Reading text:
Sunday, June 25, 2017

Tracing Indigenous Roots in the Downtown East / Jane's Walk 2017

Urban sketches from Jane's Walk in Toronto, Ontario

"exploring the intersection between art, culture, innovation plus enterprise and what it means for Indigeneity, reconciliation and city building."

 (sketch and note taking by Barbara Eguchi, 2017)

Map of the walk / Starting point was Good Earth Coffee House, Toronto, Ontario

Here are a few sketches from some of the stop's along the walk.  The first one is of the British Home for Children / The Fegan Home
Historical plaque of 'Dr. Oronhyatekha'
Allan Garden's 

Monday, June 12, 2017

Sketching Cherry Blossoms at High park

I have been to High Park several times, but this was my first time to sketch cherry blossoms during peak season in May. 

Did you know? The first Japanese Somei - Yoshino Cherry tree was sent as a gift from the citizens of Tokyo in 1959. Later, the trees were donated under the "Sakura Project" to High Park and other locations such as Exibition Place and University of Toronto.

Extracted material:
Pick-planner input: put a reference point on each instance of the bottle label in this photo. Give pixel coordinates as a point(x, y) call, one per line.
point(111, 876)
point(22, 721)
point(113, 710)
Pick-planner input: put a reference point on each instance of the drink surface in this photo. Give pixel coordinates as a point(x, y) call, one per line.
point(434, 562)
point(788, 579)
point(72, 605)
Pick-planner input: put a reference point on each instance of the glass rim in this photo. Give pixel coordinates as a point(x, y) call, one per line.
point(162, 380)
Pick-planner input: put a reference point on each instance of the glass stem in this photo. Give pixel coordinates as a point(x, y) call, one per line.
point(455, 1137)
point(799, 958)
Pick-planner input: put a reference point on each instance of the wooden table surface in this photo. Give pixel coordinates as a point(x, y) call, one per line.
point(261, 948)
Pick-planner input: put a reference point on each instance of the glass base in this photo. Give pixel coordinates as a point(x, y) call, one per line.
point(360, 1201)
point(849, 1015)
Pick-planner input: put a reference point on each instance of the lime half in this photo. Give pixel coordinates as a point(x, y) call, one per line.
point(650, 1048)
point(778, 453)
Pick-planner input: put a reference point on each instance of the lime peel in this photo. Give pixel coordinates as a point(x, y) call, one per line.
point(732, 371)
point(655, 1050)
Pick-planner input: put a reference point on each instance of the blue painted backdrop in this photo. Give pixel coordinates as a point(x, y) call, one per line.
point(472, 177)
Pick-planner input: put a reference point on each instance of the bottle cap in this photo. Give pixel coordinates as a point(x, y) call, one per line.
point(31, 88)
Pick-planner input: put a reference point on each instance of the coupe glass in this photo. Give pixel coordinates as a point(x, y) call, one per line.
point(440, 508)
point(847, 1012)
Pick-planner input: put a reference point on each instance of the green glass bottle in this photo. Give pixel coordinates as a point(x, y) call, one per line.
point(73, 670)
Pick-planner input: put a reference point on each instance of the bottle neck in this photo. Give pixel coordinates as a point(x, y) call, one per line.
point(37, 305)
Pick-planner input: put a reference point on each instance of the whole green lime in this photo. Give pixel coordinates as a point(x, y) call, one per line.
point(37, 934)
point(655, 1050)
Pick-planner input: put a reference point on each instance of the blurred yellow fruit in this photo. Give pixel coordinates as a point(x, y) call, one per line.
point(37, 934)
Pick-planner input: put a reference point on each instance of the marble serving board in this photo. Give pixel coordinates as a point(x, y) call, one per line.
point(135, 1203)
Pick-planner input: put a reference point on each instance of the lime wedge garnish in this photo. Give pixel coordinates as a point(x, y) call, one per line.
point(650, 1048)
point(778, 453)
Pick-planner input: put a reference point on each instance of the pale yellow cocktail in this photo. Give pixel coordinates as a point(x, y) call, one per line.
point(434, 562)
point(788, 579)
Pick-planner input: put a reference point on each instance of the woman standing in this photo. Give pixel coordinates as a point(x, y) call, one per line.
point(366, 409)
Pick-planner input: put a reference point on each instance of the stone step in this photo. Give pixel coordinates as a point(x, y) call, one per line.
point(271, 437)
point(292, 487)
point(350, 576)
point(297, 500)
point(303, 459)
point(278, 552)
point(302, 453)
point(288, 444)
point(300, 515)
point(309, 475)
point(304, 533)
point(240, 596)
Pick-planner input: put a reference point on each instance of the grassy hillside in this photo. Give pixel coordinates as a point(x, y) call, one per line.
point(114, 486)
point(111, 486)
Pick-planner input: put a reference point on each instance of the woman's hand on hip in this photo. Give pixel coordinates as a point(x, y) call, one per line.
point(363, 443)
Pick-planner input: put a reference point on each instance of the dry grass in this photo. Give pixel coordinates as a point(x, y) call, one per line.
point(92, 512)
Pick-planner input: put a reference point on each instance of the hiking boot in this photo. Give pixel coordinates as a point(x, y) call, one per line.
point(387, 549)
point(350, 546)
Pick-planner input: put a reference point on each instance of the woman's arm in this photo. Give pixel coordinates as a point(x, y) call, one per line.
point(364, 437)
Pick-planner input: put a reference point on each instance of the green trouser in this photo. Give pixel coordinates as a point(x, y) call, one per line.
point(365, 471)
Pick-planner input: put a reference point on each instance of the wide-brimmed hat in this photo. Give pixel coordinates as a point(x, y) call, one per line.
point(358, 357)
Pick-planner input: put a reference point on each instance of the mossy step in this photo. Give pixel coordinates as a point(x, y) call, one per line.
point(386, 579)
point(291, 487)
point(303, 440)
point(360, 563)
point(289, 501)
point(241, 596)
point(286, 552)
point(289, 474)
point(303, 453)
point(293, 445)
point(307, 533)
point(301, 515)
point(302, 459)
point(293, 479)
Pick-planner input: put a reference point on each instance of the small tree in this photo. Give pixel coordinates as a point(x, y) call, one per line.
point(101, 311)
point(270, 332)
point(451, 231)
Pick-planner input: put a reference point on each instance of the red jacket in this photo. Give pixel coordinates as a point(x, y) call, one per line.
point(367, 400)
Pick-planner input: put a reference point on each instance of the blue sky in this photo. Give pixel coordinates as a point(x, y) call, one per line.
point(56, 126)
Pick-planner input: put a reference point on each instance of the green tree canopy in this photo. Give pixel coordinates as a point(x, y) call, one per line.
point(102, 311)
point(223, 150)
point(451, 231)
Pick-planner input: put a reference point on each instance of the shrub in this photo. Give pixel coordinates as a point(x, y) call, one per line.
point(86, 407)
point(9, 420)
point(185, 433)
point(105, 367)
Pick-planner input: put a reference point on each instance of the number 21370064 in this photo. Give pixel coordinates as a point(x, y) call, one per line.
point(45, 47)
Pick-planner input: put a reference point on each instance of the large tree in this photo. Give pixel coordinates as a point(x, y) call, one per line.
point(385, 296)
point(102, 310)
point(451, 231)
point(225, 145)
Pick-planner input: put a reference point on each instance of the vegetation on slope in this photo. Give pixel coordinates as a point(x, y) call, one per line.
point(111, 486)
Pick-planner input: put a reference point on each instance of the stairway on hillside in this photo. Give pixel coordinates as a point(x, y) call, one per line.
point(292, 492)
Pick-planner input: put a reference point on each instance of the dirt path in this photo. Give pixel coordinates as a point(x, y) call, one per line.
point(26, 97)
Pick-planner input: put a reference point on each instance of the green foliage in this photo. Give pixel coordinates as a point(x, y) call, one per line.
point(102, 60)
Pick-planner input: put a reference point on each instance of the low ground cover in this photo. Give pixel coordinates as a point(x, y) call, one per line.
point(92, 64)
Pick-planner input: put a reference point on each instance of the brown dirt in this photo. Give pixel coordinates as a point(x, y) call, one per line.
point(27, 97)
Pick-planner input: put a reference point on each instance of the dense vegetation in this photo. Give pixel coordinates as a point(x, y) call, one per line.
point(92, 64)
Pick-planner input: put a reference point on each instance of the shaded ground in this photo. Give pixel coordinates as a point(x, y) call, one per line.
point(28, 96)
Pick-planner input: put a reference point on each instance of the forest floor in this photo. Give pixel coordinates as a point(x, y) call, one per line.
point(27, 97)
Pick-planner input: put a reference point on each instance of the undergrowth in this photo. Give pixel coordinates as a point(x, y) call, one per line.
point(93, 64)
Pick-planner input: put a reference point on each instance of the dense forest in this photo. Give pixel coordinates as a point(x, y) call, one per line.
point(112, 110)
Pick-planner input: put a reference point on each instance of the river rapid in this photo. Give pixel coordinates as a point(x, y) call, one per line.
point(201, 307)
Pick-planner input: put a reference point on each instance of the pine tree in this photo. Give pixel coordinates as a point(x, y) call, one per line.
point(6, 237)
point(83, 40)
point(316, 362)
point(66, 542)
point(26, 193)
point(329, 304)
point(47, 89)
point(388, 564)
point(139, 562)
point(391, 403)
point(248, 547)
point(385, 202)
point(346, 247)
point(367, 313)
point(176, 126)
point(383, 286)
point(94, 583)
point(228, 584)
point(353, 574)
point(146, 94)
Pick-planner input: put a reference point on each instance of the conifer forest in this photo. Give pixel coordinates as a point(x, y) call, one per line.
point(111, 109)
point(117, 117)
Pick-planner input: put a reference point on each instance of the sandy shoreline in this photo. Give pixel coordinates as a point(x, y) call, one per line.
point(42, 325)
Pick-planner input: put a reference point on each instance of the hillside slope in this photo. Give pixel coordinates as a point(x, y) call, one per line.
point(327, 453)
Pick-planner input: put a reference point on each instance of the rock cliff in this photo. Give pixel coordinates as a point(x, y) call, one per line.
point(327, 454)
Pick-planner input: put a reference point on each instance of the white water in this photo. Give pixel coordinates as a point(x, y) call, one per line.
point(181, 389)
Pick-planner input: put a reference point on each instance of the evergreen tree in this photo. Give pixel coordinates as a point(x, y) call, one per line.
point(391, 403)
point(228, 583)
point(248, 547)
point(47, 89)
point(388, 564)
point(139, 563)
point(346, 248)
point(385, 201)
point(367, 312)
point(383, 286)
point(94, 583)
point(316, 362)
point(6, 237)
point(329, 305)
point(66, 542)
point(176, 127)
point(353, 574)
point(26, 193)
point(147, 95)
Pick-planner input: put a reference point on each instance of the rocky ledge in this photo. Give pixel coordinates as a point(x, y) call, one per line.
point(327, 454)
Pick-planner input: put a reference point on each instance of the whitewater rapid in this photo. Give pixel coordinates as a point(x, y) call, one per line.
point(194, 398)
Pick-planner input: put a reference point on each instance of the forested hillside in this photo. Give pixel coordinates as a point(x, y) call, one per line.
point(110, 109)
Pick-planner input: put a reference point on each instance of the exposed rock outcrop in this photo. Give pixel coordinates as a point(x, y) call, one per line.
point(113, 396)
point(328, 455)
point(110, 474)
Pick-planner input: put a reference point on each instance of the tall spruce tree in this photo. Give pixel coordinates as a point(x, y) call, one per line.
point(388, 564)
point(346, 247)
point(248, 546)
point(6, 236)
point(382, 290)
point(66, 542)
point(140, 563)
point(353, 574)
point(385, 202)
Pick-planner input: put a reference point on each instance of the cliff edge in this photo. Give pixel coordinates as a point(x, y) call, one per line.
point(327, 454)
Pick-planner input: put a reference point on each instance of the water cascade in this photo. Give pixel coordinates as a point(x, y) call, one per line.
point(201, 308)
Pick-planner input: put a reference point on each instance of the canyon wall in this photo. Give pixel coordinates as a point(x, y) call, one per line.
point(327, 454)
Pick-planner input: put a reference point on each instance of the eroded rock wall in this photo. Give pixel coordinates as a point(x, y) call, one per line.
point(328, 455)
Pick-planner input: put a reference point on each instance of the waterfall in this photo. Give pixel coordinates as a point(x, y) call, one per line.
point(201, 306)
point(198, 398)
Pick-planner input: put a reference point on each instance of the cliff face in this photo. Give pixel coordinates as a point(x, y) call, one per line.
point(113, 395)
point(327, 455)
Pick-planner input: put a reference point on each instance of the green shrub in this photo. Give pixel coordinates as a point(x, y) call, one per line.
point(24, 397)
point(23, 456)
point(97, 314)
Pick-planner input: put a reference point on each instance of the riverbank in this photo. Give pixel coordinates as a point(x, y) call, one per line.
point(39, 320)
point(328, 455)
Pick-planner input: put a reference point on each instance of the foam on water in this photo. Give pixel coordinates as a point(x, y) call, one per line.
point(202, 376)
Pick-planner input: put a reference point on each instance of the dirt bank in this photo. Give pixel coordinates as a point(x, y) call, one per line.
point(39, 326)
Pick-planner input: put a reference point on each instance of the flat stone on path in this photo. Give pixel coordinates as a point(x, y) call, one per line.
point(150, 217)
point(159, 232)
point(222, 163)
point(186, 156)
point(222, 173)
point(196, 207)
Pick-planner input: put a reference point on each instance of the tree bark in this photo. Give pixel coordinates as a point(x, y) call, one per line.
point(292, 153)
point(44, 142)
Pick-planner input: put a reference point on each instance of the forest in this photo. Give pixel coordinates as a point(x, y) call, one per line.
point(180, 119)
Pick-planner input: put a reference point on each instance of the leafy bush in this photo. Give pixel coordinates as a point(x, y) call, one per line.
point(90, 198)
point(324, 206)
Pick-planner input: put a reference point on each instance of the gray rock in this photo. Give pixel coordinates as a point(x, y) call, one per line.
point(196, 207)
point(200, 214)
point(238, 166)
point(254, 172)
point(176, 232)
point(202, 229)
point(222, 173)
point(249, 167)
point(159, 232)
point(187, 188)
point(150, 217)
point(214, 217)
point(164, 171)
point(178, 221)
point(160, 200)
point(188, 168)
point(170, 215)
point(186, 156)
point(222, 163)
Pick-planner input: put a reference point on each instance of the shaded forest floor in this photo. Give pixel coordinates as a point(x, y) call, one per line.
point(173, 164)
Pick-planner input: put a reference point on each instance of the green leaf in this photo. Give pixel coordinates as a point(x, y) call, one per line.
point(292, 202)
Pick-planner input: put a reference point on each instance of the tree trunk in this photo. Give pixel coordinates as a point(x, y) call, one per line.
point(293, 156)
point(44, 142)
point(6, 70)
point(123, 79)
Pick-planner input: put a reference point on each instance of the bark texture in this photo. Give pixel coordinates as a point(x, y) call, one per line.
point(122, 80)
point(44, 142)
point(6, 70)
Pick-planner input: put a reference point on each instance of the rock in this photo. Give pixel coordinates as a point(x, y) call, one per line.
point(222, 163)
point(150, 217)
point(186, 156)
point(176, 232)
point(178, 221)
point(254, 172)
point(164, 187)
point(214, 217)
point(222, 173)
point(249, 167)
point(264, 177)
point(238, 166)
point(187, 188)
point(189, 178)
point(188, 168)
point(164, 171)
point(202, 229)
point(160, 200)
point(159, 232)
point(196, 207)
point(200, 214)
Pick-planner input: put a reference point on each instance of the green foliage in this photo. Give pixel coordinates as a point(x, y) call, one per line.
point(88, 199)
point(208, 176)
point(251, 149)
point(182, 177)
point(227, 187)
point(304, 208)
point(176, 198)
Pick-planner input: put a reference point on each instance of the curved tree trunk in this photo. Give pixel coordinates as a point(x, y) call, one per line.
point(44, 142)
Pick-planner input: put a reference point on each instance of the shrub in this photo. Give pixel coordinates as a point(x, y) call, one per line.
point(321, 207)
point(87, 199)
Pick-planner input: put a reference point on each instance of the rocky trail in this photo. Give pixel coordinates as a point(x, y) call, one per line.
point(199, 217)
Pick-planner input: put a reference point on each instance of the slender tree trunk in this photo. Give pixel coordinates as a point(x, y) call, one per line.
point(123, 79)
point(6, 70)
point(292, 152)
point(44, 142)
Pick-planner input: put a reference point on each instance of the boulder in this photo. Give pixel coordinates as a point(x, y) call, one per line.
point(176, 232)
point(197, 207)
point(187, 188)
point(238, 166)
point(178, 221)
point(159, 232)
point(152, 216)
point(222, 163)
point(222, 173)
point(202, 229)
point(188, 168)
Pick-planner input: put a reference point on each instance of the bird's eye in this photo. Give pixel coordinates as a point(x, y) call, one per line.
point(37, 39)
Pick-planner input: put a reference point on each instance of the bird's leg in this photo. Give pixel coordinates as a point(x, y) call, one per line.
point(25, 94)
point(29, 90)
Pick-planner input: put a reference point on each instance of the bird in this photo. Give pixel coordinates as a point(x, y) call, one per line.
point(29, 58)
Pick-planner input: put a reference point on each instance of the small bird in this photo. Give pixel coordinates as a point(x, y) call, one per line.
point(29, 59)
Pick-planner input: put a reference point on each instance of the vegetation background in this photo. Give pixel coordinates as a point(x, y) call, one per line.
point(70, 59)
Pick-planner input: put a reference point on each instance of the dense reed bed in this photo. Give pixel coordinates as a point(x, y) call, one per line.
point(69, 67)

Directions for this task: Carry on the sketching blog about Toronto from the end of its last sentence on the Sakura Project trees. The rows have nothing to do with the sketching blog.

Exercise response:
Monday, June 5, 2017

Uncovering Saskatchewan's historical faux pas from sketching the Devonian Pond

Yesterday, the Toronto Urban Sketchers headed over to the Devonian Square, near the Ryerson Image Centre, to sketch the Devonian Pond, also known as Lake Devo. I was hoping to get a nice picturesque pond with the surrounded buildings and boulders reflected on the water, but there was no water. Just a couple puddles here and there, probably from the rain earlier that day and some discarded coffee cups. There was also large images of a lady wrapped in a bright red fabric standing on a rock pasted onto a couple boulders . Not what I was expecting, but then again, Toronto is always full of surprises. 

It turns out that the images are part of a temporary art installation by artist Lori Blondeau regarding Indigenous identity. It was a bit shocking a first to see this but not nearly as shocking as it must have been for the Crees and Assiniboin who saw their 400-tons sacred gathering rock blown up by the government in 1966 to make way for the man-made Lake Diefenbaker, named after the John G. Diefenbaker, former Prime Minister of Canada. Knowing a little bit more of the story behind the installation, it makes a little more sense. I can see the parallel between the sacred rock in the 1960s that was destroyed to make way for a man-made lake vs an empty man-made pond using imported boulder from the Canadian Shield plastered, almost like a graffiti on a natural stone, with the image of a Cree artist defiantly and ironically standing on a rock in pristine nature wearing a red cloth.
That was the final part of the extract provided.